Task statement:
What is needed is an exact copy of the entries below, from the line that contains "Identify the wooden beam" through the final line, both included, and nothing else.

Input material:
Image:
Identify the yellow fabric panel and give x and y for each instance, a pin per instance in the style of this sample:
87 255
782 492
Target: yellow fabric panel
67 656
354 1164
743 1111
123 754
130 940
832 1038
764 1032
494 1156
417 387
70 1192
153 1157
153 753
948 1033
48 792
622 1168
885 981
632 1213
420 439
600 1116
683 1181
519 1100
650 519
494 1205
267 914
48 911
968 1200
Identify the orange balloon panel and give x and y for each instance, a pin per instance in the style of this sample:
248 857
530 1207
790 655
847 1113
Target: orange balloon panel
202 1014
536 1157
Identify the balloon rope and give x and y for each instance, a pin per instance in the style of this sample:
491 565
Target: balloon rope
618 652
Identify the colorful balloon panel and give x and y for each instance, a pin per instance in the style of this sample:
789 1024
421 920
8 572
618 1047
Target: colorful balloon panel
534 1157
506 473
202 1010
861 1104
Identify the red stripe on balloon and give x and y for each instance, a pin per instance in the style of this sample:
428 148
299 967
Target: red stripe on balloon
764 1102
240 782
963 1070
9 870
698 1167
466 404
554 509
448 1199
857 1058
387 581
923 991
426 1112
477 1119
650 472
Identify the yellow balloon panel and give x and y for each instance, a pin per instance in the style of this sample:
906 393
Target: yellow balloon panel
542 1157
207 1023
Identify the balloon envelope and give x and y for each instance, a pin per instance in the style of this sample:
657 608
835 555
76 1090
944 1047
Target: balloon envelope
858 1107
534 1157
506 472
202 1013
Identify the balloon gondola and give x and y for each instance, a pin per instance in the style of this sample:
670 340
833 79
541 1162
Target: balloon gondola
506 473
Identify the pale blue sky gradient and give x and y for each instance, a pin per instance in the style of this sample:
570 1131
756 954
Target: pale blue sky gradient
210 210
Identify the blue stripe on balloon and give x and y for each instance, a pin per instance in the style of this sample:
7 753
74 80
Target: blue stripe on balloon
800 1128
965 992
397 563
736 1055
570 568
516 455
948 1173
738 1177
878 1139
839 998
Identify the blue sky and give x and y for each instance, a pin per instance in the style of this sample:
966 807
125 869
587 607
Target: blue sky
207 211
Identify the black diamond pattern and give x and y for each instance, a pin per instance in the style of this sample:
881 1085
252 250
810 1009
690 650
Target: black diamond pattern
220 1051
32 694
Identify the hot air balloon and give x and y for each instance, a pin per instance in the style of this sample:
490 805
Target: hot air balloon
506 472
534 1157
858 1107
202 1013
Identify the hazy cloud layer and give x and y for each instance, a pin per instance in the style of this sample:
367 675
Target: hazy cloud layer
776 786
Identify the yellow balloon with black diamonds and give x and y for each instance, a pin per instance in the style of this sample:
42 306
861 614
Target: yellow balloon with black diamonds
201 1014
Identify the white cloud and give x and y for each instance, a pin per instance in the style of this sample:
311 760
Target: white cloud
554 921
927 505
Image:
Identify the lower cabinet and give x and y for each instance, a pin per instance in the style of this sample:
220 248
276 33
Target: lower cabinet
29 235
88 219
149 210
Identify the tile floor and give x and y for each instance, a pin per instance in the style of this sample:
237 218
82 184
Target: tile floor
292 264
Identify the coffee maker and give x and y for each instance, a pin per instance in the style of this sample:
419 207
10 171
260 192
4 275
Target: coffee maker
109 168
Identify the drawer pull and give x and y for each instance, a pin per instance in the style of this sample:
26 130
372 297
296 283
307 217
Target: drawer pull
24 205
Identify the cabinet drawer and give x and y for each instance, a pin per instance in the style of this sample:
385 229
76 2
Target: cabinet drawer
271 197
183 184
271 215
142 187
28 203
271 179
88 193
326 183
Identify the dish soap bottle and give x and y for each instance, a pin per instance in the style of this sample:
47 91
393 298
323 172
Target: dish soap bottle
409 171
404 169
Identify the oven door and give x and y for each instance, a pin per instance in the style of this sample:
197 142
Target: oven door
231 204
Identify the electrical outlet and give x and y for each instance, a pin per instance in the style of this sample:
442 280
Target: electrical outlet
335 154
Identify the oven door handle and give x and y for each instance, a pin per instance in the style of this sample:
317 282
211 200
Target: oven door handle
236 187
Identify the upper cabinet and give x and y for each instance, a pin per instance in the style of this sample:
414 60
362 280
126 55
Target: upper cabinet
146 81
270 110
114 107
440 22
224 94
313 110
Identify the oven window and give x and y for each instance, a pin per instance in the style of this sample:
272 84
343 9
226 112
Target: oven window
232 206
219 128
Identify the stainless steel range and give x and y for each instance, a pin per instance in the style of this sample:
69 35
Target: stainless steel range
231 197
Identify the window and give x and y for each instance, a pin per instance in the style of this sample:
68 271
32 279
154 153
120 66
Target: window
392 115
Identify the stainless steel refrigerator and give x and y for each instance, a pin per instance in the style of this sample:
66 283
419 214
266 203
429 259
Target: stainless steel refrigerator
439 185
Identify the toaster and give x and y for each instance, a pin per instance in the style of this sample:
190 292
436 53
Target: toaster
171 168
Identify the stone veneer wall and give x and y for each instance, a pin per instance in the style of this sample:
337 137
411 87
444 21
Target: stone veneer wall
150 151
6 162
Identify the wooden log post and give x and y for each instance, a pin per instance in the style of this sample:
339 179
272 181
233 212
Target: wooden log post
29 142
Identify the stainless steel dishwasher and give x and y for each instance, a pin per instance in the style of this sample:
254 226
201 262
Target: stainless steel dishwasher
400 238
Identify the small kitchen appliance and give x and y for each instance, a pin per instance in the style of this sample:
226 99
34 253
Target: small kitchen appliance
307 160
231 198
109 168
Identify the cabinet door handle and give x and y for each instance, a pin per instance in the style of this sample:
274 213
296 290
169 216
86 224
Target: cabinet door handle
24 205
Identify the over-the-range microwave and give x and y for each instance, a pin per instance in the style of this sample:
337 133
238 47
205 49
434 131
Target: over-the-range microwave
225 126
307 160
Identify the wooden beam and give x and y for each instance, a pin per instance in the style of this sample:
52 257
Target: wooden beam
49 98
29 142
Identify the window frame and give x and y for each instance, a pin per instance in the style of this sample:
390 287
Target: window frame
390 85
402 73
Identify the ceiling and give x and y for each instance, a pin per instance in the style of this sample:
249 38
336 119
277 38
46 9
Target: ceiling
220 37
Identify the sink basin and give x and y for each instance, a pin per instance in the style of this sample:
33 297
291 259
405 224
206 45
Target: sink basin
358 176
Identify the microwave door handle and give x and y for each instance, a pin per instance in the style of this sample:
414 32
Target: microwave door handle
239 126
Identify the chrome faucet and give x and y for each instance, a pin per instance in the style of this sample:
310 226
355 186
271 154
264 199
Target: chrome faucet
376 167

Answer to the exercise:
Identify the wooden beam and give x and y for each instance, a pin per instance in the style of this sample:
52 257
Target: wooden beam
49 98
29 142
Identify the window frame and give x and y for each instance, a pin per instance in the style of this sample:
390 287
Target: window frame
390 85
402 73
Identify the ceiling and give x and y for each instance, a pin per instance in the style of this sample:
249 38
336 119
277 38
46 9
Target: ceiling
220 37
Identify the sink basin and give x and y for each instance, a pin per instance in the style of this sample:
33 297
291 259
405 224
206 45
Target: sink basin
358 176
Identify the microwave door handle and give x and y for each instance, a pin per instance in the style of this sample:
414 32
Target: microwave door handle
239 126
Identify the chrome faucet and give x and y for each instance, a pin per instance in the style of this sample:
310 226
355 186
271 154
264 199
Target: chrome faucet
376 167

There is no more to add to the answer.